◆ Instrução escrita: De acordo com o texto sobre a parcagem, quantas famílias dos lagos de Tracuateua praticam esse método?

PARCAGEM: tecnologia milenar que o Brasil precisa resgatar, artigo de Raimundo Nonato Brabo Alves e Moisés de Souza Modesto Júnior
PARCAGEM: tecnologia milenar que o Brasil precisa resgatar
Raimundo Nonato Brabo Alves1, M.Sc.; Moisés de Souza Modesto Júnior2
1 Eng. Agrôn. M.Sc. em Agronomia. Pesquisador da Embrapa Amazônia Oriental, Tv. Dr. Enéas Pinheiro, s/n,, Caixa Postal, 48, CEP 66095-100, Belém, Pará. e-mails: brabo@cpatu.embrapa.br
2 Eng. Agrôn. Especialista em Marketing e Agronegócio. Analista da Embrapa Amazônia Oriental. E-mail: moises@cpatu.embrapa.br
[EcoDebate] A parcagem é um método tradicional milenar de agricultura que ainda vem sendo praticado pelos agricultores dos lagos de Tracuateua no estado do Pará há gerações, provavelmente desde o Brasil colonial. Mais de 350 famílias praticam o método, para produção de mandioca, feijão e fumo. Cerca de 15 famílias dispõem de equipamentos de tração animal, cujo preparo de área complementa o processo da parcagem. O método da parcagem resultante da integração lavoura/pecuária em nível de pequenas propriedades familiares pode prover os nutrientes necessários à manutenção da fertilidade do solo como alternativa a indisponibilidade de fertilizantes químicos na Amazônia e sem os desequilíbrios ambientais que estes causam à vida do solo.
Fotos: Raimundo Brabo
A maioria dos agricultores da Amazônia desconhece que a aplicação de esterco de curral no solo, adiciona alguns macros e micronutrientes e melhora a estrutura física, funcionando como condicionador para o aumento da Capacidade de Troca de Cátions (CTC), retenção de umidade e estimulador da atividade microbiana no solo.
Enquanto isso, milhões de agricultores nas regiões mais populosas do mundo, ainda utilizam o esterco de animais como um indispensável insumo agrícola. No Vietnã e no Sul da China, muitos fazendeiros aplicam de 5 a 10 toneladas de esterco de porco por hectare. Na Indonésia os agricultores aplicam 9 toneladas de esterco de gado por hectare. Em Cauca, uma província da Colômbia os produtores aplicam de 4 a 5 toneladas de esterco de aves por hectare (HOWELER, 2002).
Ressalta-se a importância da parcagem no continente africano, largamente utilizado por pequenos agricultores para obtenção de alimentos, especialmente na Nigéria e exaustivamente estudado por pesquisadores, cujos artigos são publicados no idioma francês tendo como referência o termo “parcage”.

◆ Linhas de dados:
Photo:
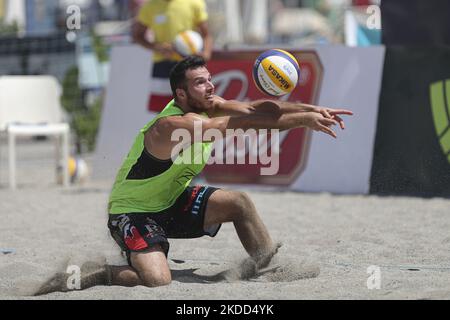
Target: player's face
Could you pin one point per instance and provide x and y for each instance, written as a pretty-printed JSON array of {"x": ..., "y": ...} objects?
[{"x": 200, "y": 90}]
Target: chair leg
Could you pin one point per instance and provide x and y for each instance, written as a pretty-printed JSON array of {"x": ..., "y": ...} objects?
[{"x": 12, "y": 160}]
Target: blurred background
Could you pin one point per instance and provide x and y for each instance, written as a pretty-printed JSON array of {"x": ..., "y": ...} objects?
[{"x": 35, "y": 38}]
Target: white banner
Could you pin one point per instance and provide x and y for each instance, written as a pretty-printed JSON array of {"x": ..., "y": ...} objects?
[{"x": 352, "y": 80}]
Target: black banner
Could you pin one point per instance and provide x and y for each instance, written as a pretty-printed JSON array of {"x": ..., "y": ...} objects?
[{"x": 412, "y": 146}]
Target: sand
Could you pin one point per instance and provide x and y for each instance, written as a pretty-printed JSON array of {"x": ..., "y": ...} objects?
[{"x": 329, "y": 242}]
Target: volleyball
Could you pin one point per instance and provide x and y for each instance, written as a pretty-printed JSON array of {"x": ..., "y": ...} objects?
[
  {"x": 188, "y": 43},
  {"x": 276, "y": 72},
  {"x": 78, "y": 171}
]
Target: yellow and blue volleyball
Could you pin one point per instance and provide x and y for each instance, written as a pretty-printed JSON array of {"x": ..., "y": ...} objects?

--

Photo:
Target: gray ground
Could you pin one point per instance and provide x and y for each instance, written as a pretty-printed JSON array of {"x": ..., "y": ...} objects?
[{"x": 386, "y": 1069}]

◆ Resposta: Mais de 350 famílias.